**Problem requirements**
Please copy every one of the items below word for word, with no changes.

((

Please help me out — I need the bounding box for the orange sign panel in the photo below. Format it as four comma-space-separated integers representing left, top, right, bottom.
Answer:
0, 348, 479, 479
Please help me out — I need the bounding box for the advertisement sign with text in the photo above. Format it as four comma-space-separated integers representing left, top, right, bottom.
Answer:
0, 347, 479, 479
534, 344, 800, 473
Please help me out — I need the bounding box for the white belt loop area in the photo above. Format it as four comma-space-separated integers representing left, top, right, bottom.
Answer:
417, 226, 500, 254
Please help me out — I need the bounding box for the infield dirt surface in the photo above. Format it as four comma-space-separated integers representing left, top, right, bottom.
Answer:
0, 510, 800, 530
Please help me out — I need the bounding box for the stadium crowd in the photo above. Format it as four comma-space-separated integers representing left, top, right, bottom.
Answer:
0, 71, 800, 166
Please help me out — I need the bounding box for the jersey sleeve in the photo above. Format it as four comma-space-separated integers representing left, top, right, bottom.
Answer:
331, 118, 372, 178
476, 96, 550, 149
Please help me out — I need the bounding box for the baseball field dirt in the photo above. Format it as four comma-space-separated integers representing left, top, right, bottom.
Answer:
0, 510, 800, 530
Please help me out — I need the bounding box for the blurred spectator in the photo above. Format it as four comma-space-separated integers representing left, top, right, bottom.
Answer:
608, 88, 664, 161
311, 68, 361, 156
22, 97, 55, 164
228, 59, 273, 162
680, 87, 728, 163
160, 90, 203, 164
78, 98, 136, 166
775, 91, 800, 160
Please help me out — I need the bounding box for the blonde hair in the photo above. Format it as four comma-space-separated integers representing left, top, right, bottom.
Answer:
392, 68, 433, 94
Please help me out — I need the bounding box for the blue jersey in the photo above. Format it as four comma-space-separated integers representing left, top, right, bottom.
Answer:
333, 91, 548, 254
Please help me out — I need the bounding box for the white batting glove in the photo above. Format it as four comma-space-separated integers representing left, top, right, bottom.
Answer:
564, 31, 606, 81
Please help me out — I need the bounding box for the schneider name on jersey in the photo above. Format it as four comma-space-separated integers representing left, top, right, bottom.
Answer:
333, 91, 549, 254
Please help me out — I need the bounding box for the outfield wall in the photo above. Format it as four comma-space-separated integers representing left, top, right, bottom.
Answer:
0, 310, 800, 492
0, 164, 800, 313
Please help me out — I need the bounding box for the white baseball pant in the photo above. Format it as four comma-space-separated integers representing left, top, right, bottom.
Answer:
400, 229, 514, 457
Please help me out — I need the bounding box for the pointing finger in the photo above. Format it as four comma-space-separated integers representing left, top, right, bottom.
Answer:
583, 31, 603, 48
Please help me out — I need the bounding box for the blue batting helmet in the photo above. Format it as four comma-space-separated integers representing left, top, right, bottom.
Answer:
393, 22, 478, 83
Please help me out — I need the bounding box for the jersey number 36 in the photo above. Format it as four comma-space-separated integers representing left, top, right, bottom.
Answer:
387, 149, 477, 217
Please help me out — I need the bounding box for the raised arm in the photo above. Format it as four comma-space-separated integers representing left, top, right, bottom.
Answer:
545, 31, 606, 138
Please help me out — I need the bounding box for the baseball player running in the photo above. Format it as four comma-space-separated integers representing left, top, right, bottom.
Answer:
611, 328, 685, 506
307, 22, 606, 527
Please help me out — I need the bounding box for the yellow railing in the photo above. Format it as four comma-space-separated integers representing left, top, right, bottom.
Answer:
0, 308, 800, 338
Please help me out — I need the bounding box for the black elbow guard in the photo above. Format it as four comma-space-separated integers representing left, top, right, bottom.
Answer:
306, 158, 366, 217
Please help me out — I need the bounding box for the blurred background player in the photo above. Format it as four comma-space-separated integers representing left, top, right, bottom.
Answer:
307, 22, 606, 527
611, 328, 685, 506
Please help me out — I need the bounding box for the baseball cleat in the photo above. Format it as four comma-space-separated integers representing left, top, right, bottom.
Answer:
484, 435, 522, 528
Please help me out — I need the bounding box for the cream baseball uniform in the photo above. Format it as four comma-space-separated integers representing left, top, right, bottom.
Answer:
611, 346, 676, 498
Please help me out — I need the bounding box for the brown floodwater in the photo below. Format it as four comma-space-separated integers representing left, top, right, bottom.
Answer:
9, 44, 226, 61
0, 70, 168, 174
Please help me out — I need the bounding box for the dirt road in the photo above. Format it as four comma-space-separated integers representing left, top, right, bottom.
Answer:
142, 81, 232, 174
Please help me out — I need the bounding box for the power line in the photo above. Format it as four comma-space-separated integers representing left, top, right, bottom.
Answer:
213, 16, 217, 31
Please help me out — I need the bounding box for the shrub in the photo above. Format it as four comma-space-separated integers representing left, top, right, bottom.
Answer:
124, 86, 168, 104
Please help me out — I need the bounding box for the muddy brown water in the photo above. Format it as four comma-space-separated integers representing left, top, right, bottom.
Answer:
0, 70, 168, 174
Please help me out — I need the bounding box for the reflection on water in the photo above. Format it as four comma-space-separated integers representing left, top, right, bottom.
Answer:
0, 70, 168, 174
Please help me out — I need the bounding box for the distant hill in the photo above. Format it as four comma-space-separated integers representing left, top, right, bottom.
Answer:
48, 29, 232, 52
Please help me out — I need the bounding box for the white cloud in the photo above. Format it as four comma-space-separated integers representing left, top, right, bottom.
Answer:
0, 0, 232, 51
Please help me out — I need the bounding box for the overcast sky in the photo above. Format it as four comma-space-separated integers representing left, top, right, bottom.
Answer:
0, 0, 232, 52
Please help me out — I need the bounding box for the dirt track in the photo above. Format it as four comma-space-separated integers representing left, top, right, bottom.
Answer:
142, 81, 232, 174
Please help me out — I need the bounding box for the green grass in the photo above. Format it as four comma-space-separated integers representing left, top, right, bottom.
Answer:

))

**Answer in full**
Please help me out — I need the bounding box for the orange sign panel in the photo below. Format it as four comma-space-separated integers representing left, top, right, bottom.
Answer:
0, 348, 479, 479
Please help me out — I need the bounding box for the advertisement sign with text in the photo above. Format it as four comma-space-separated integers representing left, top, right, bottom.
Answer:
0, 347, 479, 479
534, 344, 800, 473
Please help me out — I need the bounding box for the white belt loop area in the photo above. Format it as four comma-space-separated integers representing left, top, right, bottom.
Answer:
417, 226, 500, 254
Please help me out — I need the bounding box for the infield dirt surface in the photo above. Format it as four comma-space-separated integers representing left, top, right, bottom.
Answer:
0, 510, 800, 530
Please help me out — I need the bounding box for the stadium crowd in the photo above. Format it as four comma-space-separated integers representing left, top, right, bottom.
Answer:
0, 71, 800, 166
Please help me out — I need the bounding box for the jersey sleeve in the photo above. Format it as four comma-space-separated integers representing left, top, right, bottom.
Answer:
331, 118, 372, 178
476, 96, 550, 149
Please help me out — I need the bounding box for the baseball field dirt in the photo above. Format it as four comma-space-separated integers representing left, top, right, bottom.
Answer:
0, 510, 800, 530
Please help me out — I need the bounding box for the blurred spectator in the photo above. Format it as four comma-space-separated integers representing left, top, right, bottom.
Answer:
608, 88, 664, 161
311, 68, 361, 156
22, 97, 55, 164
228, 59, 273, 162
680, 87, 728, 163
160, 90, 203, 164
78, 98, 136, 166
775, 91, 800, 160
Please help me out — I need the bounding box for the blonde hair in the photo above. Format it as four comma-space-separated integers representing left, top, right, bottom.
Answer:
392, 68, 433, 94
Please help me out — I need the bounding box for the blue jersey in the photo above. Format it as four comma-space-separated integers representing left, top, right, bottom.
Answer:
333, 91, 548, 254
Please help me out — I need the bounding box for the white batting glove in the photo above. Format it as four comma-space-separated integers representing left, top, right, bottom.
Answer:
564, 31, 606, 81
Please help me out — I need the bounding box for the schneider name on jersey in the photo above. Format it as four comma-space-separated integers representing left, top, right, bottom.
Answer:
333, 91, 549, 254
Please help me out — I need the bounding box for the outfield wall in the photo above. Format it as four comma-space-separated integers representing left, top, right, bottom.
Answer:
0, 310, 800, 492
0, 164, 800, 313
Please help me out — I need the bounding box for the white baseball pant in the photo above. Format it as four comma-space-separated integers representing left, top, right, bottom.
Answer:
400, 229, 514, 457
Please help me out — I need the bounding box for the pointing finger in the photo above. Format it as four comma-space-separated integers representing left, top, right, bottom.
Answer:
583, 31, 603, 48
Please help me out — I need the bounding box for the blue batting helmet in the photo above. Format it as four comma-space-separated integers representing left, top, right, bottom.
Answer:
393, 22, 478, 83
Please help me out — I need the bounding box for the jersey number 36 in the photo above. Format it as four comma-space-separated integers representing left, top, right, bottom.
Answer:
387, 149, 477, 217
Please help me out — I need the bounding box for the raised arm in the photo above. Format it as four comma-space-separated integers representing left, top, right, bottom.
Answer:
545, 31, 606, 138
Please help me out — I need the bounding box for the baseball player running in the photo above. Format it as four comma-space-separated integers representing left, top, right, bottom.
Answer:
611, 328, 685, 506
307, 22, 606, 527
Please help me out — I need the bounding box for the yellow railing in the photo above. Format it as four comma-space-separated integers representing left, top, right, bottom.
Answer:
0, 308, 800, 338
Please help me out — I need the bounding box for the black elbow guard in the photo above. Format it as four comma-space-separated integers representing left, top, right, bottom.
Answer:
306, 158, 366, 217
Please help me out — I need the bounding box for the blurred background player in the photo above. Format it as four comma-space-separated integers representing left, top, right, bottom.
Answer:
307, 22, 606, 527
611, 328, 685, 506
Please help me out — I need the bounding box for the baseball cleat in the photo above. Format it as four comma-space-separated integers representing left, top, right, bottom.
Answer:
484, 435, 522, 528
Please help me out — I need the bounding box for the cream baseball uniform in the photo above. Format it as four comma-space-separated integers representing left, top, right, bottom.
Answer:
611, 346, 676, 498
Please help me out — I need the bounding box for the brown floodwater in the photo below. Format it as four comma-space-separated integers representing left, top, right, bottom.
Answer:
9, 44, 226, 61
0, 70, 168, 174
Please help me out — I need the bounding box for the dirt road in the photo above. Format it as four comma-space-separated integers representing left, top, right, bottom.
Answer:
142, 81, 232, 174
Please help me out — I need the bounding box for the power line in the photo above. Format it as four comma-space-separated integers representing left, top, right, bottom.
Answer:
213, 16, 217, 31
Please help me out — I need the bounding box for the shrub in the photo above. Format it as four comma-space-separated integers representing left, top, right, bottom.
Answer:
124, 86, 168, 104
Please help me out — I need the bounding box for the muddy brown water in the photo above. Format it as four comma-space-separated integers representing left, top, right, bottom.
Answer:
0, 70, 168, 174
Please help me out — I need the bounding box for the reflection on water in the photo above. Format it as four comma-space-separated integers representing left, top, right, bottom.
Answer:
0, 70, 168, 174
Please help me out — I need the bounding box for the distant hill in the photo above. Format it as four comma-space-separated integers representing left, top, right, bottom.
Answer:
48, 29, 232, 52
Please help me out — I need the bounding box for the white cloud in the photo above. Format it as four comma-space-separated integers representing left, top, right, bottom.
Answer:
0, 0, 232, 51
Please help me out — I need the bounding box for the overcast sky in the photo above. Format it as four comma-space-separated integers representing left, top, right, bottom.
Answer:
0, 0, 232, 52
Please help me out — I need the bounding box for the dirt track in the photo above. Format it as four comma-space-separated integers representing left, top, right, bottom.
Answer:
142, 81, 232, 174
Please help me out — I need the bounding box for the green grass in the photo above. Format it as four comma-space-separated integers representing left, top, right, bottom.
Answer:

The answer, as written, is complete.